What the exercise asks – Copy every one of the rows below verbatim, leaving out the picture.

The data –
▬▬▬▬▬▬

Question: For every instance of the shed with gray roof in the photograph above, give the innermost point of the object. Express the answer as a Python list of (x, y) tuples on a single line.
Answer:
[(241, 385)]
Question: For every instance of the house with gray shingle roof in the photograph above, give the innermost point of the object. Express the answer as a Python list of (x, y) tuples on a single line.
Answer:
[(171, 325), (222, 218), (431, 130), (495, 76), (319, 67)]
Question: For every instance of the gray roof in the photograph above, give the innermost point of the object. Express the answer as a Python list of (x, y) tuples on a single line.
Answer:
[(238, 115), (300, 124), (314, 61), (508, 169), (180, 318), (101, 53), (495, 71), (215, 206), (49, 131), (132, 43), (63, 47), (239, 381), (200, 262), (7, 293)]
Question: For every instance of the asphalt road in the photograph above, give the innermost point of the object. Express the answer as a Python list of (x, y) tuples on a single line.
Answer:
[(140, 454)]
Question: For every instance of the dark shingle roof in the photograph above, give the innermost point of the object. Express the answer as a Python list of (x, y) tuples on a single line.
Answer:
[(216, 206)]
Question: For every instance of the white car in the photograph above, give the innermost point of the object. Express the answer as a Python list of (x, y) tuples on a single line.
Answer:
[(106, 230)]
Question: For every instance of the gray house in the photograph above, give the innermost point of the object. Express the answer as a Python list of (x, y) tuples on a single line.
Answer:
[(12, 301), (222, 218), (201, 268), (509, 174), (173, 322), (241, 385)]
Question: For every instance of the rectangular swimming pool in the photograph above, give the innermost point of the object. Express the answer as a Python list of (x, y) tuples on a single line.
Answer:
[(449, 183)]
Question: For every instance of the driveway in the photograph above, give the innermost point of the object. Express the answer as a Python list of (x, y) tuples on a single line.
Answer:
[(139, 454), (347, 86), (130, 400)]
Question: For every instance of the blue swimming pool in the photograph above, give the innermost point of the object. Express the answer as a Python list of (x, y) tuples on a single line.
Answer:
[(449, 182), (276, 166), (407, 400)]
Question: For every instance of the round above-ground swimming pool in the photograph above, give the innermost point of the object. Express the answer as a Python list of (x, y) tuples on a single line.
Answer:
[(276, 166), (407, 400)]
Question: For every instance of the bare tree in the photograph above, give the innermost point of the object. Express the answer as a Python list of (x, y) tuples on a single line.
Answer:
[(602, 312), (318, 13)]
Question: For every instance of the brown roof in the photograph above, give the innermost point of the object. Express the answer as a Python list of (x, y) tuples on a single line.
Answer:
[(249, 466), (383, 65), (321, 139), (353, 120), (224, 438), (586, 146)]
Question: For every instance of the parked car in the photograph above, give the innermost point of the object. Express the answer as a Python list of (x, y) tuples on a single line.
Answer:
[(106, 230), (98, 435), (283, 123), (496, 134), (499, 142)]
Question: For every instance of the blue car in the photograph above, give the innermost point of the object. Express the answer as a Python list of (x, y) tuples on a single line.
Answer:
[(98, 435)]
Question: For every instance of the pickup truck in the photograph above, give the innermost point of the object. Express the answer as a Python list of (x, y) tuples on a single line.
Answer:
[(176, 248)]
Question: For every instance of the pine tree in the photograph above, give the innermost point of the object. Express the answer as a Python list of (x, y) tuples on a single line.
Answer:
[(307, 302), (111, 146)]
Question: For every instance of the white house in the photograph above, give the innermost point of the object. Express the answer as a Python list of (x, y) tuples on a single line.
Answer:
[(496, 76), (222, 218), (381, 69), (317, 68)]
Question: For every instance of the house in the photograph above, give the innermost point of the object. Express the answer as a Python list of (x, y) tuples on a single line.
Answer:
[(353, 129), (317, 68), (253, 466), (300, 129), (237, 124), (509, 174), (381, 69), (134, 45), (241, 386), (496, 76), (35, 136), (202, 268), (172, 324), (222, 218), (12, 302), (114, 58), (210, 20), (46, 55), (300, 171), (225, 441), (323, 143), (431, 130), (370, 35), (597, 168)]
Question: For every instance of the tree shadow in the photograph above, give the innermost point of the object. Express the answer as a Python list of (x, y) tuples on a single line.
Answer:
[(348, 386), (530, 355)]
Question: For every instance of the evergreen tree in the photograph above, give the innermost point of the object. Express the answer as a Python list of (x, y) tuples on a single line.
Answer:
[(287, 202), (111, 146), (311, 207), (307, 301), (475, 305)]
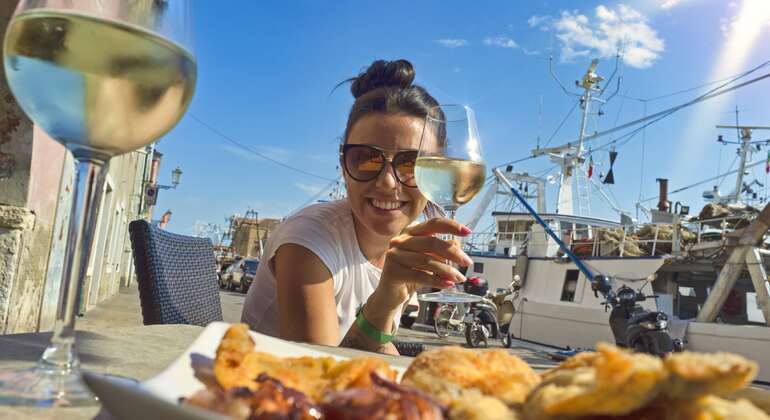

▬▬▬▬▬▬

Solution for this task –
Question: For every instance of the shed with gray roof in the photograph above, give the innermost point of the object. Express the answer as a Python list of (x, y) tuples on a single line.
Answer:
[(241, 385)]
Question: For every instance of the house with gray shingle roof in the photograph above, give the innermost point of the object. Express the answer as a Python list of (x, y) tuples on a single line.
Answer:
[(171, 325), (222, 218), (431, 130), (495, 76), (319, 67)]
Question: For every instance of the gray roof in the photograph above, give the innermost point of the object. Express the answer as a Python list of (x, y) tuples on a single line.
Answer:
[(238, 115), (300, 124), (314, 61), (508, 169), (180, 318), (101, 53), (495, 71), (215, 206), (49, 131), (132, 43), (63, 47), (239, 381), (200, 262), (7, 293)]
Question: For every instance of the asphalt road in the photograph above, give the innermost point of the object. Express the answer as a Python list of (x, y) tuples on a single line.
Answer:
[(140, 454)]
Question: For every instance of the dark shingle roof in the photograph above, give the innermost point of the object. Express the answer as a Python list of (x, y) tuples on a single line.
Answer:
[(216, 206)]
Question: For every instance of the white car in the photograph above, give the innermost point of the object. Express the answer as a Python list of (x, y) tuples on a single line.
Answer:
[(106, 230)]
Question: For every instance of the gray house in the photograph above, give the innermost point of the object. Express the answer as a Python list of (x, y) tuples on a single line.
Answer:
[(12, 301), (222, 218), (201, 268), (509, 174), (173, 322), (241, 385)]
Question: For every instance of the rectangular swimming pool in the photograph above, give the innermost point of the object. Express the answer as a Python list of (x, y) tuples on a single line.
Answer:
[(449, 183)]
Question: For every instance of the driveway in the photograph above, give the innermost point of the object. Express the answer as a Python list of (x, y) tuples on a single line.
Answer:
[(139, 454), (347, 86), (130, 400)]
Question: For every instance of the blue swimming pool in the photograph above, give the innermost point of the object. Express the answer as a Python list of (x, y) tuples on a single line.
Answer:
[(449, 182), (276, 166), (407, 400)]
Question: For every instance of the round above-ground swimming pool in the photograph above, give the innermost point of the object. Express the answer as a Python list of (x, y) tuples on a single line.
Answer:
[(276, 166), (407, 400)]
Question: For every instance of the bare tree in the photograph above, give the innermost point of the object. Express the answer as a Python list of (x, y) tuples on a single line.
Answer:
[(602, 312), (318, 13)]
Question: For every instance of the brown roof in the photograph above, give the innermost point of the object. Express the answer as a Python list of (x, y) tuples on a single line.
Answer:
[(249, 466), (383, 65), (321, 139), (353, 120), (224, 438), (586, 146)]
Question: For every instance of the parked car in the photograph above, give the innermost point of the object. Express the answer as a Python list of (x, y) tuples on a single line.
Answer:
[(106, 230), (98, 435), (283, 123), (496, 134), (499, 142)]
Question: For every instance of the blue car in the photograph above, give the innermost point of the object. Express the answer as a Python list of (x, y) tuples on a single line.
Answer:
[(98, 435)]
Question: For every instance of the pickup truck in the photograph above, give the innermost point of the object. Express the answer as a Python list of (x, y) tuples on a single line.
Answer:
[(176, 248)]
Question: For every instance of the pine tree in the photograph above, give the innermost point of the object. Express the answer as a Python list of (x, y) tuples on a single line.
Answer:
[(307, 302), (111, 146)]
Question: For every instance of the white house in the photograph above, give the innermost point of the object. Express the answer as a Python list of (x, y) tuples on a single line.
Answer:
[(496, 76), (222, 218), (381, 69), (317, 68)]
Question: For every instance of the house in the photograph above, give the innermost point of the object. Express the answer as a Python list of (x, y) tuples on a single line.
Answer:
[(353, 129), (317, 68), (253, 466), (300, 129), (237, 124), (509, 174), (381, 69), (134, 45), (241, 386), (496, 76), (35, 136), (202, 268), (172, 324), (222, 218), (12, 302), (114, 58), (210, 20), (46, 55), (300, 171), (225, 441), (323, 143), (431, 130), (370, 35), (597, 168)]
Question: For every instance of the tree shadow in the photograph above, give the innermost point of the object. Express the answer as a Python list of (x, y) tuples on a single line.
Answer:
[(348, 386), (530, 355)]
Question: For every instance of the evergreen tree in the photograph above, give the innermost point of the object. Express the answer as a Python list of (x, y) tuples on a single line.
Answer:
[(287, 202), (111, 146), (311, 207), (307, 301), (475, 305)]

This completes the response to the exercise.